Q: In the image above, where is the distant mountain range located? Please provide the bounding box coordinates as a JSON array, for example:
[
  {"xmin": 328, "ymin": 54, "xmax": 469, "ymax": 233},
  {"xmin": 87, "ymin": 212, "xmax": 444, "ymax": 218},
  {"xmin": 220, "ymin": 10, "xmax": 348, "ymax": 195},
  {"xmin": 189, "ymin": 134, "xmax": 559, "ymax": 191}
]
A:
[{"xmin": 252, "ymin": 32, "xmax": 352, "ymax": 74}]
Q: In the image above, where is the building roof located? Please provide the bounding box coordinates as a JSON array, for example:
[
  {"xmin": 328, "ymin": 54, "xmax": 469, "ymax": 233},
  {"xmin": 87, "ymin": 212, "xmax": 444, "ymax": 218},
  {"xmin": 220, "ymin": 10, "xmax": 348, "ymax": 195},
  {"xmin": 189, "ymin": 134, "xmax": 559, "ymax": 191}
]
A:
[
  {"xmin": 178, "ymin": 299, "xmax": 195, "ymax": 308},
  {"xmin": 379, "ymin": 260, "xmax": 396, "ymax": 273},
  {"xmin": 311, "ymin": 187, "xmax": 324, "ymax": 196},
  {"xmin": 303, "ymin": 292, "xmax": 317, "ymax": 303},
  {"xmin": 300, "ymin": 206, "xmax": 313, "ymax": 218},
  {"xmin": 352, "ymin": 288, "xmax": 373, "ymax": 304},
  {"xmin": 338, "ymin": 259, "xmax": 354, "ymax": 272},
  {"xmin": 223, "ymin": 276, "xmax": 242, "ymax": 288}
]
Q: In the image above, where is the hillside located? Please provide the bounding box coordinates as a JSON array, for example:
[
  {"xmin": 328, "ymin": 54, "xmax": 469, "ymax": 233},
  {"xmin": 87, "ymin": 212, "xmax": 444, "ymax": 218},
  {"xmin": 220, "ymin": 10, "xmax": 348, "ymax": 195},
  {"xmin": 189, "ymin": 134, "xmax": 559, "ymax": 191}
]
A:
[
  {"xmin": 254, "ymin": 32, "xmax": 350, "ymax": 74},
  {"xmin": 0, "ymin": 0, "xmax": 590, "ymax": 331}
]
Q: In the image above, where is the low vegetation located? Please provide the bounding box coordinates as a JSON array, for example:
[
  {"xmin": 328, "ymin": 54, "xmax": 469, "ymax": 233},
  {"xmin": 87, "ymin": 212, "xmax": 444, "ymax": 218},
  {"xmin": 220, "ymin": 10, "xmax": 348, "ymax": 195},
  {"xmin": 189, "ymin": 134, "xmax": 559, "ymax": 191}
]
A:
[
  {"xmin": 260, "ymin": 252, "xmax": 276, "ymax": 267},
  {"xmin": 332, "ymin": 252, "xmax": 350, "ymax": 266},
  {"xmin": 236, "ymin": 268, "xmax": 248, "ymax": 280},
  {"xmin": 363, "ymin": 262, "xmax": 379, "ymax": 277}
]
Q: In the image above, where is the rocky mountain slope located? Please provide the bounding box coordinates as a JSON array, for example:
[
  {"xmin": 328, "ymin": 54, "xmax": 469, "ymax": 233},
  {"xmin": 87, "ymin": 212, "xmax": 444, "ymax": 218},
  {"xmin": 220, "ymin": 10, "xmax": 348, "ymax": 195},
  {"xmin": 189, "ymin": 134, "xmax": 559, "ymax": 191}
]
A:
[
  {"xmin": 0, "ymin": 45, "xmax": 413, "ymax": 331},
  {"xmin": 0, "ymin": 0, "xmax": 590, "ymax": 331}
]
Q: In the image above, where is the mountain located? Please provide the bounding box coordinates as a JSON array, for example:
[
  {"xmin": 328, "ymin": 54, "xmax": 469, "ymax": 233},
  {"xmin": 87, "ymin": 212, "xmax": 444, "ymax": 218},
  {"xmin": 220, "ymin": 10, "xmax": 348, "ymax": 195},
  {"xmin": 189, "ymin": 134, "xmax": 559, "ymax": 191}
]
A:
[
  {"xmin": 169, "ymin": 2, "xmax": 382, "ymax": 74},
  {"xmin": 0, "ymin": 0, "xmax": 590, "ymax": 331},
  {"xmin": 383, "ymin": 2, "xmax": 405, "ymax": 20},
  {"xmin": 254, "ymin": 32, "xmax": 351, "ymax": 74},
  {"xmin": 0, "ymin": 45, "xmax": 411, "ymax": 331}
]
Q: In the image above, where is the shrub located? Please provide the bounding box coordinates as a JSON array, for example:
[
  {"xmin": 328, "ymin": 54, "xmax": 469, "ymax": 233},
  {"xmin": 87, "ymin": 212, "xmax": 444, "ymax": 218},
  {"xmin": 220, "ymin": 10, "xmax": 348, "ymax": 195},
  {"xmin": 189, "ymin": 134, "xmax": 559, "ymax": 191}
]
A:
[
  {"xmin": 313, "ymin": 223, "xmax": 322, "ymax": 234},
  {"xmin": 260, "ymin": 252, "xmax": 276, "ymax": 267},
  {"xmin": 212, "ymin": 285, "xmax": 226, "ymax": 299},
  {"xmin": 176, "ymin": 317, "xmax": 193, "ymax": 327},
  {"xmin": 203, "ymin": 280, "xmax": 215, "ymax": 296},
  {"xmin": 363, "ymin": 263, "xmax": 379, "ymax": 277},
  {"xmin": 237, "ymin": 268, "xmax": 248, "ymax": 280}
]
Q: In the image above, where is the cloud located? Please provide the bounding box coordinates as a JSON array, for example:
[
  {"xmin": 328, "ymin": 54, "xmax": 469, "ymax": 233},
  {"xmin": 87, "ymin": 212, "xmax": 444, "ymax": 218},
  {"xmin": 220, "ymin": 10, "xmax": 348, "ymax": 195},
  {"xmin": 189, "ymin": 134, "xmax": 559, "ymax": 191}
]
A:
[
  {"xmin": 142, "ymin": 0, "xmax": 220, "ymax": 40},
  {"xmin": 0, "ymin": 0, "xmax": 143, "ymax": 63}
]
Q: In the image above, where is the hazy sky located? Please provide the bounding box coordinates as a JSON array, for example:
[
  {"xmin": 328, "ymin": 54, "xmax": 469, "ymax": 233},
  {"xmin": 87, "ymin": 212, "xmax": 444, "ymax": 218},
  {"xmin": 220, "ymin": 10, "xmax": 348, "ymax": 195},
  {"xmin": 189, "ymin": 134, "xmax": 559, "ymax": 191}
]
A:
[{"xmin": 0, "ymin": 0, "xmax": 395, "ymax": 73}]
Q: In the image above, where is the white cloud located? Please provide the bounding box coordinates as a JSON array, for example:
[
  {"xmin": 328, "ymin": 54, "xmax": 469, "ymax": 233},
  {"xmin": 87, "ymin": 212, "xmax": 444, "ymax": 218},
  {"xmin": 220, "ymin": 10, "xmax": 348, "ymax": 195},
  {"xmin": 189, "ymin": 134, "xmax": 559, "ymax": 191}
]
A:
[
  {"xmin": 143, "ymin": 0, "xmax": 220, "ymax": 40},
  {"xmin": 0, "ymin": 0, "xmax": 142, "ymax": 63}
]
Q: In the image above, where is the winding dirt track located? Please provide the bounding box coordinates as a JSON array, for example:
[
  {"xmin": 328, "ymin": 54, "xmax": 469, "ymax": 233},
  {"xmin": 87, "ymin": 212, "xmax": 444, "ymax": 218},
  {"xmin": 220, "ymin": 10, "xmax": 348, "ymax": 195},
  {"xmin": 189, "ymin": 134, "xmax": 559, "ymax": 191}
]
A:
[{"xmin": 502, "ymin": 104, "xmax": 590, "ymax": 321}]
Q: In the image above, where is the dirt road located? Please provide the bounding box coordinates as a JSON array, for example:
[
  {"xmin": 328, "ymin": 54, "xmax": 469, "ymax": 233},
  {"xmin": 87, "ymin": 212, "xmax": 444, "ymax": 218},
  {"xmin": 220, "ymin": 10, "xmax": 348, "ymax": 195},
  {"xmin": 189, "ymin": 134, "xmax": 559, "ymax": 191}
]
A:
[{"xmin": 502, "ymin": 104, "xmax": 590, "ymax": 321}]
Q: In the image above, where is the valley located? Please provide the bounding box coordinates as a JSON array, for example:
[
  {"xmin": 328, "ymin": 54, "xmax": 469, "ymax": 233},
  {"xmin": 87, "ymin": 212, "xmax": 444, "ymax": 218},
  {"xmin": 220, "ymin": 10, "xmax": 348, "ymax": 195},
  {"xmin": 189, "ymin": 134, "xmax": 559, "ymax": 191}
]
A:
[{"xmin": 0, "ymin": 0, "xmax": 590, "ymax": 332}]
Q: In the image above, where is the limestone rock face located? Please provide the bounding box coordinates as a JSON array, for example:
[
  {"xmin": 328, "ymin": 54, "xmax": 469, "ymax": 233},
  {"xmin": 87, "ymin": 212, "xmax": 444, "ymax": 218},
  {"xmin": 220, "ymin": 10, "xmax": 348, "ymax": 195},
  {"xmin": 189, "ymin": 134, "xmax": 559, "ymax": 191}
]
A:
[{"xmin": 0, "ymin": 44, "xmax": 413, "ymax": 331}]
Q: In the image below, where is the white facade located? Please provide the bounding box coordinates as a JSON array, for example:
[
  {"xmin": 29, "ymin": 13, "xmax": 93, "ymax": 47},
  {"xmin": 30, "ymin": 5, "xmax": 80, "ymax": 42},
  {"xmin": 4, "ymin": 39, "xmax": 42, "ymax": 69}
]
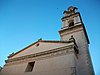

• Exercise details:
State how many lines of the material above contain the string "cloud", with case counting. Give only the number.

• Written solution:
2